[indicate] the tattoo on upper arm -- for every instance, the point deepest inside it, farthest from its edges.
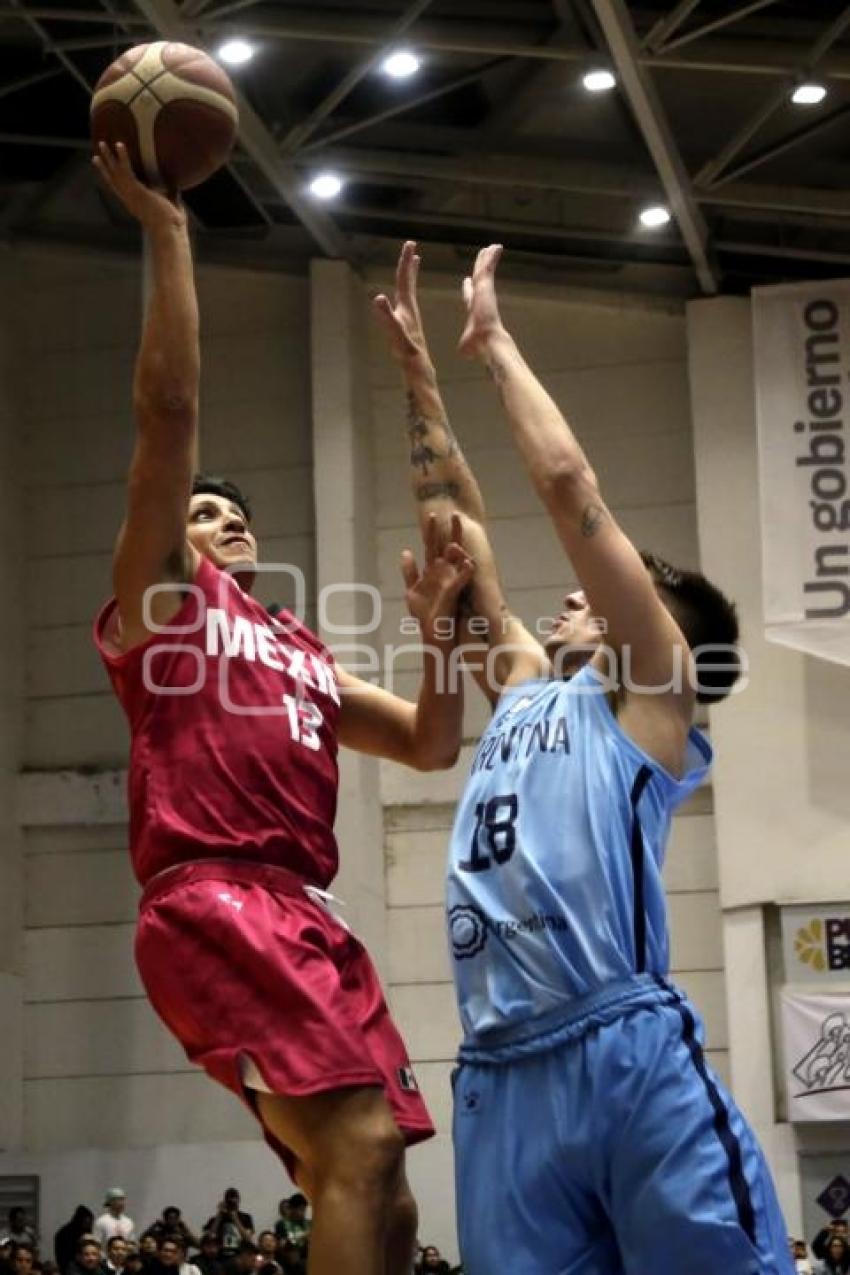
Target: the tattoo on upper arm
(591, 520)
(423, 454)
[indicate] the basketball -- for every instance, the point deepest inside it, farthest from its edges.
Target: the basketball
(173, 109)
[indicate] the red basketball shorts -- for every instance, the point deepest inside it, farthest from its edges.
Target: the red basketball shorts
(244, 967)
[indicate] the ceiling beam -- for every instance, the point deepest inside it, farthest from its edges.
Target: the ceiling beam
(539, 172)
(28, 80)
(711, 171)
(777, 148)
(402, 107)
(28, 17)
(623, 247)
(651, 120)
(501, 170)
(305, 129)
(52, 13)
(725, 21)
(772, 58)
(255, 139)
(664, 27)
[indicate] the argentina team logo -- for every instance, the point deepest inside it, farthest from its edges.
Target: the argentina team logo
(467, 930)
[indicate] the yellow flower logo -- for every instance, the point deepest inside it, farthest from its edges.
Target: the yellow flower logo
(808, 945)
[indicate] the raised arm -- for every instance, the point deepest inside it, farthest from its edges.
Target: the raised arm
(152, 547)
(426, 735)
(442, 483)
(609, 569)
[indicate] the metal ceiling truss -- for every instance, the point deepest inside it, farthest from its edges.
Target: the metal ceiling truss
(403, 107)
(284, 165)
(305, 129)
(651, 120)
(713, 172)
(727, 21)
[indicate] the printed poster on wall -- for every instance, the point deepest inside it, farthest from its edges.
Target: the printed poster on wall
(802, 364)
(816, 1035)
(816, 942)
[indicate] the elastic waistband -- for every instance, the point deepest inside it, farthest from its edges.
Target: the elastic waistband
(570, 1021)
(240, 871)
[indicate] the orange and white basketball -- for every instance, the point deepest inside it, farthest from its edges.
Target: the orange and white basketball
(175, 110)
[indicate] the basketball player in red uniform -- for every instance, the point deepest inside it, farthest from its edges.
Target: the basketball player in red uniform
(235, 723)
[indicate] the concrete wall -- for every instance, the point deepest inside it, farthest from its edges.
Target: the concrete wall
(12, 579)
(783, 805)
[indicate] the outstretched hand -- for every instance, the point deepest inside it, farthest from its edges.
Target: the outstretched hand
(152, 208)
(400, 318)
(432, 593)
(482, 306)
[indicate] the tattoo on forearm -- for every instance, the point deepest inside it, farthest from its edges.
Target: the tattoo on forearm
(591, 520)
(423, 454)
(435, 490)
(497, 370)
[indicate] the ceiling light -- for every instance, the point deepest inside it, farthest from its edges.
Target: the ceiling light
(235, 52)
(655, 216)
(808, 94)
(325, 185)
(400, 65)
(598, 82)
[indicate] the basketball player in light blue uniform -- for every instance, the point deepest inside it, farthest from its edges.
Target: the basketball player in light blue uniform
(590, 1135)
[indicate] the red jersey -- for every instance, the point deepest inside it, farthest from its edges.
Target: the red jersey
(233, 722)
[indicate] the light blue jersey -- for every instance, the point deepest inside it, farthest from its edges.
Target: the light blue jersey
(554, 880)
(591, 1137)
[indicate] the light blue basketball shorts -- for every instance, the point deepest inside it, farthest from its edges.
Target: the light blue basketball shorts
(608, 1146)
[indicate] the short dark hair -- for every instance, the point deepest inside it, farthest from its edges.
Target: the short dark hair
(707, 619)
(214, 486)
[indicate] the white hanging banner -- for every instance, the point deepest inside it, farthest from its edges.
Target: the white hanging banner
(802, 358)
(816, 1030)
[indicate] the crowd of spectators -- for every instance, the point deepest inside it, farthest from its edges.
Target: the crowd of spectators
(830, 1251)
(227, 1245)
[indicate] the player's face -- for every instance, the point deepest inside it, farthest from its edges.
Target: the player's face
(575, 629)
(219, 531)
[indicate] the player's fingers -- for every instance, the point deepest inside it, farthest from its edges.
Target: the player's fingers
(493, 256)
(409, 569)
(481, 262)
(382, 306)
(385, 314)
(403, 272)
(464, 574)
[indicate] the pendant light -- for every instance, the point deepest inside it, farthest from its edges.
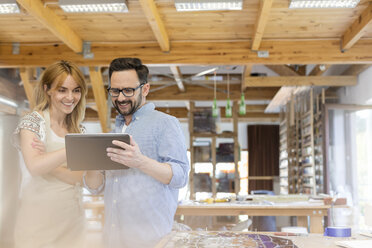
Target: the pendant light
(214, 106)
(242, 108)
(228, 110)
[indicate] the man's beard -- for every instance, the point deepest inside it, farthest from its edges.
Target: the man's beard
(133, 107)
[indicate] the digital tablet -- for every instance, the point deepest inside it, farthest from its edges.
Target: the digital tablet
(88, 151)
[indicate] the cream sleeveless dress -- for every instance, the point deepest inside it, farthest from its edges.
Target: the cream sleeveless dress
(50, 213)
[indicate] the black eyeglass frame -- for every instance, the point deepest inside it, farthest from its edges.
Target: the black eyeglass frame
(123, 89)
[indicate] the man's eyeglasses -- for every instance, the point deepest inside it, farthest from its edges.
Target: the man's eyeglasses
(128, 92)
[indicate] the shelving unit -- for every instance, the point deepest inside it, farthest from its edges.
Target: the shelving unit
(213, 139)
(283, 153)
(301, 129)
(318, 142)
(306, 168)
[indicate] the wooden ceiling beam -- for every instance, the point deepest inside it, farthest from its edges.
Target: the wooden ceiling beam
(156, 23)
(182, 113)
(198, 93)
(263, 16)
(178, 77)
(283, 70)
(357, 29)
(11, 90)
(25, 74)
(319, 70)
(54, 23)
(99, 96)
(301, 81)
(194, 53)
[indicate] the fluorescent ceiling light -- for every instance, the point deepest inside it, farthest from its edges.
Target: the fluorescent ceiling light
(112, 6)
(200, 5)
(301, 4)
(9, 7)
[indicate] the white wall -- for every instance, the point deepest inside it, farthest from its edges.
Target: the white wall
(359, 94)
(94, 127)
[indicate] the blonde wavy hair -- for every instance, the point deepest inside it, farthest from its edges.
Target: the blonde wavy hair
(58, 72)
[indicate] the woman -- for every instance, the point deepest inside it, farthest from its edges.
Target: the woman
(51, 213)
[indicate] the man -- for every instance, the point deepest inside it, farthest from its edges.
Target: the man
(140, 202)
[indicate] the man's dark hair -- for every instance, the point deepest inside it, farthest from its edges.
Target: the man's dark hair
(123, 64)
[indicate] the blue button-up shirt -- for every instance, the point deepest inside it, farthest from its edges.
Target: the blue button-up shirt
(139, 210)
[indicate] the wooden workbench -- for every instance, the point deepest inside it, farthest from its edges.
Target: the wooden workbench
(314, 212)
(239, 239)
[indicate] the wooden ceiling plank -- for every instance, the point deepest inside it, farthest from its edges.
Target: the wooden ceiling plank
(156, 23)
(25, 74)
(319, 70)
(262, 18)
(99, 96)
(54, 23)
(301, 81)
(355, 70)
(357, 29)
(178, 77)
(194, 53)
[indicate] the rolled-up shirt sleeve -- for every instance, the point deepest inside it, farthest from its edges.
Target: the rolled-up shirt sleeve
(172, 150)
(97, 191)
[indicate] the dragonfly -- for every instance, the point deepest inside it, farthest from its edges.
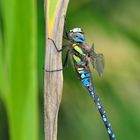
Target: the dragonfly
(82, 55)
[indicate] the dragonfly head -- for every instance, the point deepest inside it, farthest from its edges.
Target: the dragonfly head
(76, 35)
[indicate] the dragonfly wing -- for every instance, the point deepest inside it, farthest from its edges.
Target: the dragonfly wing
(98, 63)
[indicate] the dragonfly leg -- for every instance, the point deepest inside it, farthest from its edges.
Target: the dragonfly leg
(58, 50)
(66, 29)
(65, 64)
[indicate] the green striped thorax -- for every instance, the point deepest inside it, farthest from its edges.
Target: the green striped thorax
(76, 35)
(80, 51)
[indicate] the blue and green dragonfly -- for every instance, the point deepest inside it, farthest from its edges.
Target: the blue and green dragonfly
(81, 53)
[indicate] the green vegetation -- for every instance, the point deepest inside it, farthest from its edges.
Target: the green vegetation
(114, 28)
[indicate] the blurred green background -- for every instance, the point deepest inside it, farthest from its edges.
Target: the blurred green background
(114, 28)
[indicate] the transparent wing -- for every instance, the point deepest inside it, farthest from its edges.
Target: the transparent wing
(98, 62)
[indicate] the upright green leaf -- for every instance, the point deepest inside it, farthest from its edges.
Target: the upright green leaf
(19, 67)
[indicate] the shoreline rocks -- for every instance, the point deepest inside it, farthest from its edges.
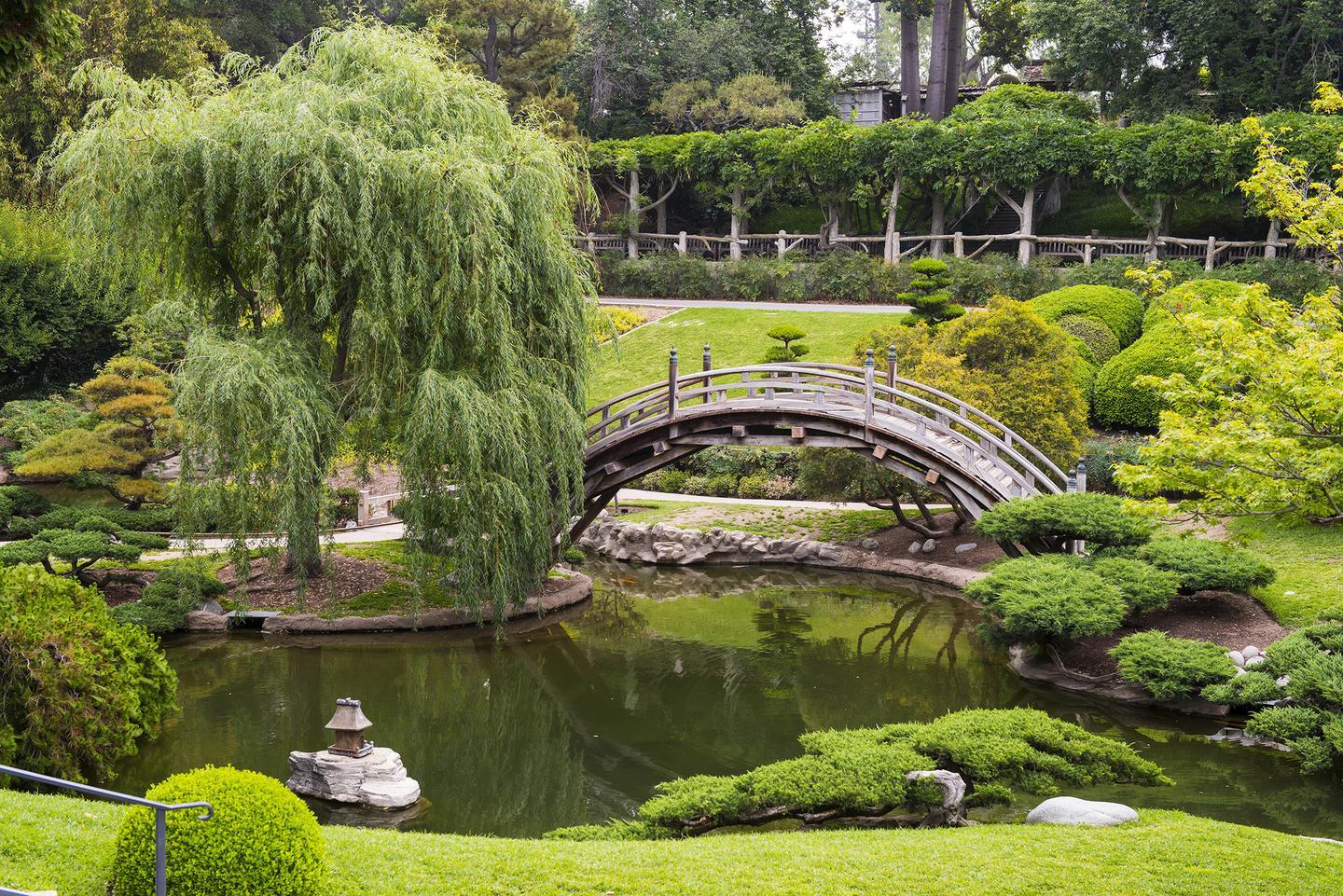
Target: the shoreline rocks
(378, 779)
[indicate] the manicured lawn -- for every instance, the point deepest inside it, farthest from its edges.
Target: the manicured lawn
(1309, 566)
(736, 336)
(768, 521)
(52, 843)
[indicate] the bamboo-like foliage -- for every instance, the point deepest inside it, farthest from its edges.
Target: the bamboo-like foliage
(376, 256)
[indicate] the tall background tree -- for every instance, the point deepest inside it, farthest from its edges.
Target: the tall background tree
(376, 255)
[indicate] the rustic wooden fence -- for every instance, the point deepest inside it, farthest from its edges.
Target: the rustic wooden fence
(896, 247)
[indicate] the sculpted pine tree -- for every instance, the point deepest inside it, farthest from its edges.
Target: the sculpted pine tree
(378, 258)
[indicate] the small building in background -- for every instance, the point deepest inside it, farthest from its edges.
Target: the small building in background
(873, 103)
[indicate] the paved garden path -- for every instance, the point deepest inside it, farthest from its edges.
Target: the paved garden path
(759, 307)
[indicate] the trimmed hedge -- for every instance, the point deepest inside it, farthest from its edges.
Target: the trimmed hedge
(1093, 334)
(1171, 668)
(261, 841)
(1119, 401)
(1119, 310)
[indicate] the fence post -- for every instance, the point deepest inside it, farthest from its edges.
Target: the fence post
(160, 852)
(708, 365)
(672, 378)
(869, 367)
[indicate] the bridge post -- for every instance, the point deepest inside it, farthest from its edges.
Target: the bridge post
(869, 367)
(672, 379)
(708, 365)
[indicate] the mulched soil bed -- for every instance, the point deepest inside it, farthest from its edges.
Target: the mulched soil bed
(1225, 618)
(270, 587)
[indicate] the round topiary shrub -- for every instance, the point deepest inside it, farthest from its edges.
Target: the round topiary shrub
(1203, 296)
(1093, 334)
(261, 841)
(1119, 401)
(1120, 310)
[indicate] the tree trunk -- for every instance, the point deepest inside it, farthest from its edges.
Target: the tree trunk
(491, 52)
(937, 62)
(909, 82)
(939, 223)
(955, 54)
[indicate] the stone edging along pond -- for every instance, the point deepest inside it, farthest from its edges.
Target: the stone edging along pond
(672, 545)
(559, 591)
= = = = = = =
--- Aim of the exercise ---
Give the lines exactly as they stand, from the line with "[indicate] the paved" through the end of the material.

--- Response below ---
[indicate] the paved garden path -- for every instance, the point deepest inside it, farthest from its edges.
Target: the paved garden path
(759, 307)
[indicate] the trimmed hedge -- for every instance, the point deepest inside it, farthest from its edges.
Target: the trimmed hedge
(1093, 334)
(1171, 668)
(261, 841)
(1119, 401)
(1119, 310)
[indicate] the fence post -- for every instance, the point deepest inside it, farthest from its edges.
Target: the fence post
(160, 852)
(708, 365)
(672, 378)
(869, 367)
[indicate] the bridge post -- for every instance, the point deepest inside it, farthest from its edges.
Target: the bridge post
(869, 367)
(672, 379)
(708, 365)
[indicate] the mulched soil bed -- for every instance, the point deepest inside it, farthest from its edges.
Target: the mulched soil bed
(1225, 618)
(270, 587)
[indicate] the round topiary shrub -- for every instance, the point deepest inside it, farthest from its edges.
Target: the round topiary shrub
(1203, 296)
(1093, 334)
(261, 841)
(1119, 401)
(1120, 310)
[indicate] the tree trunk -- for every instance, the point deepest inside it, farthest from its edges.
Target: the tree trunk
(491, 52)
(937, 62)
(909, 82)
(939, 223)
(955, 54)
[indicate] the stone edging along pond -- for every instance, the point deepest inside it, farthest from its edges.
Target: the stone edging along pond
(672, 545)
(559, 591)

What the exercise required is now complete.